**Excerto:**
--

Em Emília Perez, Manitas é uma figura aterradora. Notam-se as marcas no rosto, as tatuagens, a voz dura. Estamos perante um vilão com sangue nas mãos e no dinheiro que conquistou. A advogada Rita Moro Castro (Zoë Saldaña) é desafiada por um dos maiores narcotraficantes do México a mediar um processo de transição de género no mínimo inesperado: Manitas quer ser mulher para fugir à polícia e ter finalmente uma nova vida.
Pode ser um exercício de compaixão extremamente difícil para quem está habituado a olhar para estes rostos do crime com medo. Num musical que conquistou a última edição do Festival de Cannes, durante o filme de Jacques Audiard venceu o Prémio do Júri para todo o elenco, já está a ser um dos títulos mais populares nesta época pré-Óscares. E acima de tudo surge um nome, que deu corpo a Manitas e ao seu novo eu feminino: Karla Sofia Gascón, a madrilena que pode muito bem estar prestes a fazer história como a primeira atriz trans a ser nomeada e a vencer na gala norte-americana.
Não passou despercebida no Festival de San Sebastián, onde o Observador pôde falar com a protagonista. O musical estreia-se esta quinta-feira em Portugal. “Neste filme, a música serve para aliviar toda a carga emocional envolvida, mas no caso do Manitas, não. Aprofunda o medo. É a música que inicia o terror”, diz-nos.
[trailer oficial do filme “Emilia Pérez”:]
No espaço dedicado à imprensa do hotel Maria Cristina em San Sebastián, Karla Sofia Gascón não passou despercebida. Fala um inglês ainda atabalhoado que vira logo para espanhol — o filme tem atores latino-americanos, mas será o candidato francês aos Óscares. Transpira a energias simpática e disponível de quem ainda não se sente completamente como uma estrela. Desculpam-se erros linguísticos, o sorriso de orelha a orelha convence os mais desconfiados por esta nova forasteira prestes a causar sensação em Hollywood. O que é certo é que causou impacto na Riviera francesa e no País Basco seguiu a mesma linha: foram tantos os pedidos de entrevista que as mesas redondas tiveram de ser preenchidas de jornalistas até mais não.
O barão da droga e dono de um cartel vai passar a ser a empresária Emilia Pérez. A partir do início e quase até ao fim, sem fazer grandes spoilers, podemos assegurar que a parte musical — porque é, acima de tudo, um musical — tem neste universo de tráfico de droga um papel muito importante. É esse lado que nos desafia a sentir um qualquer tipo de compaixão perante o criminoso e a querer ver mais de Karla Sofia Gascón a partir de agora. “A música complementa as sequência sem tirar ninguém da cena, que é o que acontece noutros filmes do género. Está tudo perfeitamente integrado”, confessa a atriz o Observador.

--

**Enunciado:** Prossiga o artigo sobre o filme Emilia Pérez e Karla Sofia Gascón a partir do ponto em que termina. A listagem é material à parte do excerto.

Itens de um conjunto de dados

--

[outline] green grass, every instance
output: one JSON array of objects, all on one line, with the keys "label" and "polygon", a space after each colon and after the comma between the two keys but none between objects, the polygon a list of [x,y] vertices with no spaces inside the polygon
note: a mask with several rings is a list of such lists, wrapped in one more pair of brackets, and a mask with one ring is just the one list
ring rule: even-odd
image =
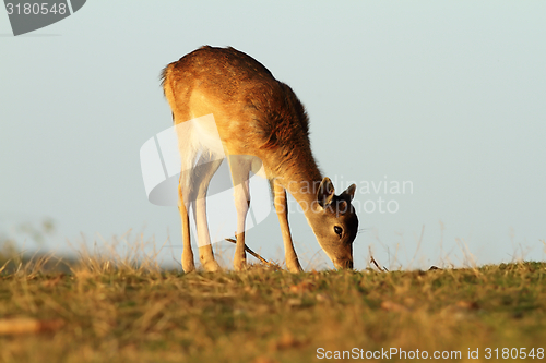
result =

--

**Resposta escrita:**
E que cenas são essas? As da advogada Rita Moro Castro a dançar e a cantar com um grupo gigante de figurantes pelas ruas mexicanas, construídas num estúdio em Paris. Os momentos audazes de uma Selena Gomes (que aqui interpreta a mulher de Manitas) que não aceita bem a transição do seu ex-marido. Ou os momentos íntimos entre Zoë Saldaña e Karla Sofia Gascón quando se voltam a ver outra vez, porque a empresária quer criar uma associação dedicada aos desaparecidos do narcotráfico e restabelecer os laços familiares com os filhos.
O filme transporta uma energia feminina nesta tríade de atrizes que tem conquistado a imprensa europeia — e que, apostamos, vai convencer os norte-americanos. Ainda assim, não reinventa a fórmula do musical, antes prefere seguir um género bem conhecido do povo latino e, claro, dos portugueses, a telenovela: “Parece, de facto, uma novela. Há quem possa não reconhecê-la neste filme, mas está lá. O Jacques quis criar um melodrama telenovelesco. Ainda que, para o realizador, a novela não tenha o mesmo significado que tem para os latinos. Mas acabou por funcionar bastante bem”. Em França, pelo menos, confirma-se este impacto, já que o país decidiu escolher Emilia Pérez para ser candidato aos Óscares.
Karla Sofia Gascón tem agora 52 anos. Passou muito tempo entre produções de novelas, portanto, conhece bem o género. Fez a transição há apenas seis anos e não tinha qualquer experiência como cantora ou dançarina. Mas teve ambição suficiente para propor ao realizador francês de Emilia Pérez que tomasse as rédeas tanto de Manitas como da sua nova persona. “Insisti para fazer ambas as personagens, queria pintar o quadro completo. Toda a gente gostava de o fazer, bem sei. Não podia ficar pela metade, não seria bom para mim nem para o filme.”
A intensidade é bem captada pela câmara de Audiard, demonstrando uma vontade de romper com limites e preconceitos muitas vezes associados a pessoas trans: um homem grotesco e assassino quer quer ser mulher e usar vestidos? Uma empresária com traços masculinos que mete medo só com o olhar? A atriz devolve a pergunta: “Porque não?”.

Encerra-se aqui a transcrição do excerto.